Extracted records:
________________________________________
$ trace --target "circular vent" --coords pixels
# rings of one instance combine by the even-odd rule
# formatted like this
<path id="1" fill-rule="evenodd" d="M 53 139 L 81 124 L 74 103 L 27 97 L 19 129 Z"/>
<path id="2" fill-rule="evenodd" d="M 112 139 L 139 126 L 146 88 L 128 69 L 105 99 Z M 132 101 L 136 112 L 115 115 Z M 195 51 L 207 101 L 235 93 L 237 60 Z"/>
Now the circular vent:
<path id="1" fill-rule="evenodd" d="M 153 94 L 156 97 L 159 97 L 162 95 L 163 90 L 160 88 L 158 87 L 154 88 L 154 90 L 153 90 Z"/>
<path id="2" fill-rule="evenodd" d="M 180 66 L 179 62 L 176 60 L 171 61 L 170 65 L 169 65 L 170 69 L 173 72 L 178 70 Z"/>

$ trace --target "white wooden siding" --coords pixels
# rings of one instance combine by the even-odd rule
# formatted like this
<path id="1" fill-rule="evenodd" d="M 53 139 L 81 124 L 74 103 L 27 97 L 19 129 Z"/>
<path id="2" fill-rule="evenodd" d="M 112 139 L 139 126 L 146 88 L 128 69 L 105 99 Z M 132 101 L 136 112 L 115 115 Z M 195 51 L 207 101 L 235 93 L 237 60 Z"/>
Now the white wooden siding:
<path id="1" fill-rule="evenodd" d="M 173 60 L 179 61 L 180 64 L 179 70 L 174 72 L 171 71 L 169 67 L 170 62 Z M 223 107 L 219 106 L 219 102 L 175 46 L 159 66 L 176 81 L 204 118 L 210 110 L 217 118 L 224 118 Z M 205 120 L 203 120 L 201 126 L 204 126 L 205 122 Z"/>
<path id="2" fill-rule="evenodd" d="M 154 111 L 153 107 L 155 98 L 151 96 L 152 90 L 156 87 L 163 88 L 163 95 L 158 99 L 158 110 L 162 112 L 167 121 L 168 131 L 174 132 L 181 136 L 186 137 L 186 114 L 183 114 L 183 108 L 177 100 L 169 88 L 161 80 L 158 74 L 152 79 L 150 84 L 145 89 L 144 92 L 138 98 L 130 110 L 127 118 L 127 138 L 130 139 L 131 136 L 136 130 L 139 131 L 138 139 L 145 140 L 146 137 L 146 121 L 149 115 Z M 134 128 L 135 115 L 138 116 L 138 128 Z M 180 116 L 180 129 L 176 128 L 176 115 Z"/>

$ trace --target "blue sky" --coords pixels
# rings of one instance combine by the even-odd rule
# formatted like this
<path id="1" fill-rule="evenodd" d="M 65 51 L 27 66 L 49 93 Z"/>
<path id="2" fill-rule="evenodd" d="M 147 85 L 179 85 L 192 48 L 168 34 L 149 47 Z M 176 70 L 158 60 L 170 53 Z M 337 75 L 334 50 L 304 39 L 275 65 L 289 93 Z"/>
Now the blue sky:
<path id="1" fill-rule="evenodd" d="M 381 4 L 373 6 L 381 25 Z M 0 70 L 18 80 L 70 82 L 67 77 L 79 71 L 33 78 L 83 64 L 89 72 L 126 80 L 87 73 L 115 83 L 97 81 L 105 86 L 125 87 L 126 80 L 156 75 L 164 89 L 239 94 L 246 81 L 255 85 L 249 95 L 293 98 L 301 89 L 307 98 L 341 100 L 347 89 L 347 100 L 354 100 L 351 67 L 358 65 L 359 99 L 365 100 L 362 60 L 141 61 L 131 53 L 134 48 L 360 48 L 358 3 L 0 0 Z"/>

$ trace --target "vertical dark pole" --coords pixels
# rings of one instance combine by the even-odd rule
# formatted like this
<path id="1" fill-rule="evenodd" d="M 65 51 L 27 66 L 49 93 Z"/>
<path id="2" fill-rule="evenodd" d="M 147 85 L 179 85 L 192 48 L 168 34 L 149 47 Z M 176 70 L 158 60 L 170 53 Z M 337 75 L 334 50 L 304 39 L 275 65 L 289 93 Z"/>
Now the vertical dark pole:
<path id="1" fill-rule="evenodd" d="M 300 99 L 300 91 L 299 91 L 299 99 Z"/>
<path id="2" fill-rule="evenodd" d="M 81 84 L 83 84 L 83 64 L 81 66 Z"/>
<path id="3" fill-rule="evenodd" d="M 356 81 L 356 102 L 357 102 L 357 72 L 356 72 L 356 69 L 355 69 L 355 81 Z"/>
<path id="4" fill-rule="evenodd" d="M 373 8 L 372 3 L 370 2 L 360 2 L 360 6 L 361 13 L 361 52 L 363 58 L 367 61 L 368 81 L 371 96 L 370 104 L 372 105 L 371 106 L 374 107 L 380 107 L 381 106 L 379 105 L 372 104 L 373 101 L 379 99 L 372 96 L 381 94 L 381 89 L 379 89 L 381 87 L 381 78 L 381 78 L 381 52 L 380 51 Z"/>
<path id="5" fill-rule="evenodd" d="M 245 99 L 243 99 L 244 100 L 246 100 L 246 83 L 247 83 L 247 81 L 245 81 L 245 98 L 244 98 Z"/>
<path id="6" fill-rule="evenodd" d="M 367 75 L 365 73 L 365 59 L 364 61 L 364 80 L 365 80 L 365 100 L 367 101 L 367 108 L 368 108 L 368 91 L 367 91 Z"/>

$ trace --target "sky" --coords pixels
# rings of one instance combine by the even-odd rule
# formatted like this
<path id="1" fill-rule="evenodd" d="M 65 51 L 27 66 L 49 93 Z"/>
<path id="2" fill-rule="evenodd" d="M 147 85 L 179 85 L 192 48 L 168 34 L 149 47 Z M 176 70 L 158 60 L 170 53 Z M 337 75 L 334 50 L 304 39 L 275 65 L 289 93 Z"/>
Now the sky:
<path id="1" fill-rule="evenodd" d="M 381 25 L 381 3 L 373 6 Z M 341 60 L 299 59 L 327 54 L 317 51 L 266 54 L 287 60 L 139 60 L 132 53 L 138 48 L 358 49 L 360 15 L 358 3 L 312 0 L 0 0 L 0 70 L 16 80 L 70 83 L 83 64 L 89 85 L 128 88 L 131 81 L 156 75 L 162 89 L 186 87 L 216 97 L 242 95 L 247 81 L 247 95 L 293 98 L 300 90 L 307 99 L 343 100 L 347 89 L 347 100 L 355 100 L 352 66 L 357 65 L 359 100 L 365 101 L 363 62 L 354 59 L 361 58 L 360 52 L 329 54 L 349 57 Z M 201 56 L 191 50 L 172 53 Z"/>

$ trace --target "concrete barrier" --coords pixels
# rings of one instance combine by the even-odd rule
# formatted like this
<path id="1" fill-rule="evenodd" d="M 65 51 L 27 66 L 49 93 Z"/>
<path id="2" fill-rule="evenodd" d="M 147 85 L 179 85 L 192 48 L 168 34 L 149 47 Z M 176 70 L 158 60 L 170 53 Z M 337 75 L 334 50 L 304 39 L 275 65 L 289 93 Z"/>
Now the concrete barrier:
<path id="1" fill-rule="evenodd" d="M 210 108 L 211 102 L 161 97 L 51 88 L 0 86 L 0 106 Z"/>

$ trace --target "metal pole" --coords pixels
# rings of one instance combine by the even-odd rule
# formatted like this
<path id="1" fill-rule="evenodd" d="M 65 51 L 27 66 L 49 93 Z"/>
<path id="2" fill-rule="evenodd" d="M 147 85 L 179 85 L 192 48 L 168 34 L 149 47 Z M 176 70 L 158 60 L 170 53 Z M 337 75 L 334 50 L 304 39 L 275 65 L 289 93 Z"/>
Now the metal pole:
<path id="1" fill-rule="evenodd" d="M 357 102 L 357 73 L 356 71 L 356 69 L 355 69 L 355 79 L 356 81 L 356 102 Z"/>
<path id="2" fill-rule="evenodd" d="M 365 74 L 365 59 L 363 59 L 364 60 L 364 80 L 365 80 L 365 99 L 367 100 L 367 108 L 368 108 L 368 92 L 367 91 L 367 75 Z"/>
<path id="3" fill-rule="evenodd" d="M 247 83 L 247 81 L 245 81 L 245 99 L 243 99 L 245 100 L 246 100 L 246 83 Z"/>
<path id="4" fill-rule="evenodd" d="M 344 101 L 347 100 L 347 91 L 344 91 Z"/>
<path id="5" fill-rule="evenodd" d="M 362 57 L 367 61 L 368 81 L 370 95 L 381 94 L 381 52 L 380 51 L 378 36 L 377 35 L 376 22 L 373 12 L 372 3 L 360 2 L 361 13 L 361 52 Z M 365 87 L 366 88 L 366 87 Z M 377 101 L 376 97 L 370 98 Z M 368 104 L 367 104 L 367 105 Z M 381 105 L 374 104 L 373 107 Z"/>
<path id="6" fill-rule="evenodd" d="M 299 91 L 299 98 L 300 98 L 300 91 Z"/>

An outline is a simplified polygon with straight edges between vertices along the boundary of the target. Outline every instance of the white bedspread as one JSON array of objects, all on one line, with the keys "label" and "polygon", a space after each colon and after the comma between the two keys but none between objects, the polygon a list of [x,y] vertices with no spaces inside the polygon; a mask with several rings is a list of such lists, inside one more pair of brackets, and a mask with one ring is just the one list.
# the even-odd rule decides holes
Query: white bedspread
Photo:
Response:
________________________________________
TASK TO CARRY OUT:
In the records, from the line with "An outline is" through the end of the records, change "white bedspread" to "striped pillow" and leave everything else in those lines the same. Give only those lines.

SOLVED EXERCISE:
An outline is a simplified polygon with straight edges between vertices along the boundary of the target. Outline every instance of the striped pillow as one JSON array of objects, all on one line, with the keys "label" and "polygon", a space after each colon and after the comma between the two keys but none between objects, the polygon a list of [x,y] vertices with no spaces inside the polygon; a mask with several rings is a list of such lists, inside one more pair of brackets, and a mask with one ring is just the one list.
# the even-odd rule decides holes
Query: striped pillow
Photo:
Response:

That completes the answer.